- Born: Pussallage Anusha Damayanthi Gunathilake 11 February 1978 (age 48) Colombo, Sri Lanka
- Education: Visakha Vidyalaya
- Occupations: Actress, Dancer
- Years active: 1996–present
- Spouse: Amila Jayathilake (m. 2022)

= Anusha Damayanthi =

Sri Lankan actress and dancer

Pussallage Anusha Damayanthi Gunathilake, popularly known as Anusha Damayanthi (අනූෂා දමයන්ති) (born February 11, 1978), is an actress in Sri Lankan cinema and television. She started her career in 1996 from Cheriyo Darling and won Dance Stars Dance reality show title in 2011 which was telecast on Swarnavahini.

==Theater work==
She has acted few stage dramas. Her first stage acting came through Indian Sagare drama directed by Sisil Gunasekara. She then acted on Vaniciye Twinsla, and Dancing Super Star.

==Television==
She contested for the reality dance program Dance Stars Dance and won the competition.

EXERCISE A
Answer these questions from the biography of Anusha Damayanthi:
(i) Which school did she attend?
(ii) On which channel was Dance Stars Dance telecast?
(iii) Who directed the Indian Sagare drama?

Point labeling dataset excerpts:
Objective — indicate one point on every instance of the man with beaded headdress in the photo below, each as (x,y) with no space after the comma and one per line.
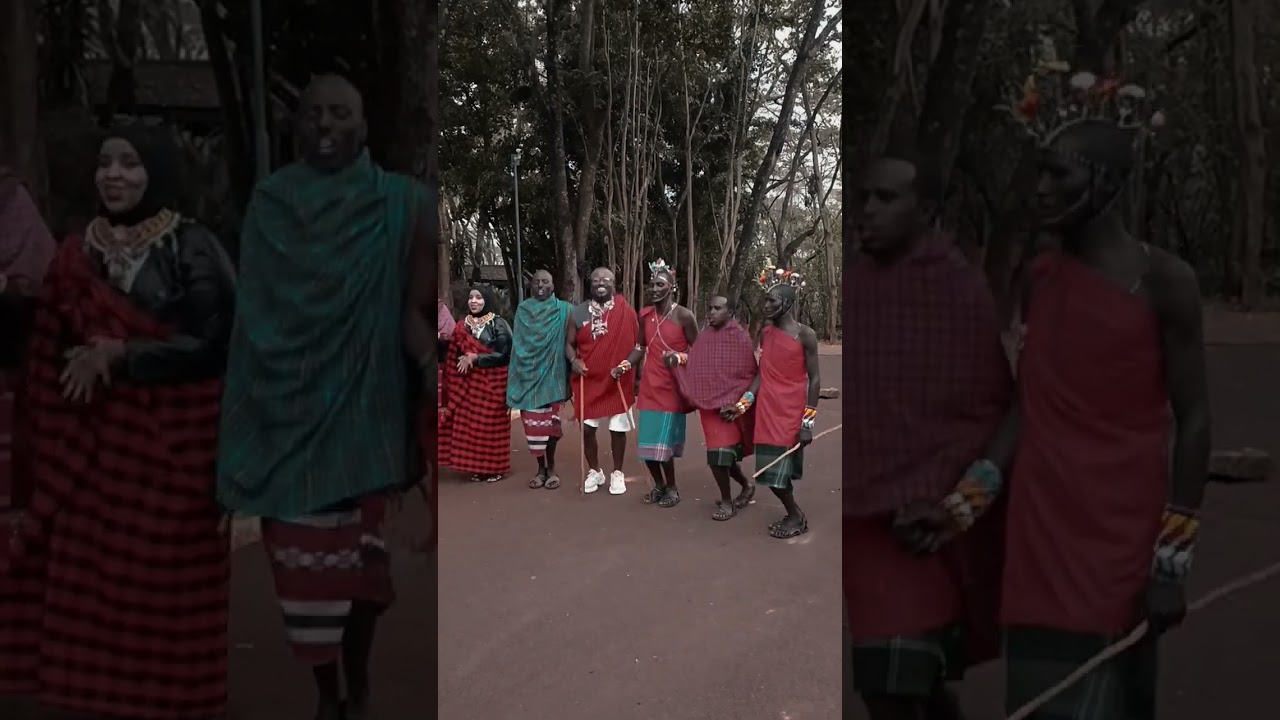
(599,337)
(666,327)
(931,387)
(785,396)
(1106,490)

EXERCISE B
Arrange every line of the listing as a numbered list, leaving out blank lines and the pictures.

WORKED ANSWER A
(i) Visakha Vidyalaya
(ii) Swarnavahini
(iii) Sisil Gunasekara

WORKED ANSWER B
1. Objective — indicate one point on every instance of the man with beaded headdress in the photo below, each as (x,y) with no space after the comma and one per line.
2. (599,337)
3. (666,327)
4. (931,387)
5. (785,396)
6. (1106,490)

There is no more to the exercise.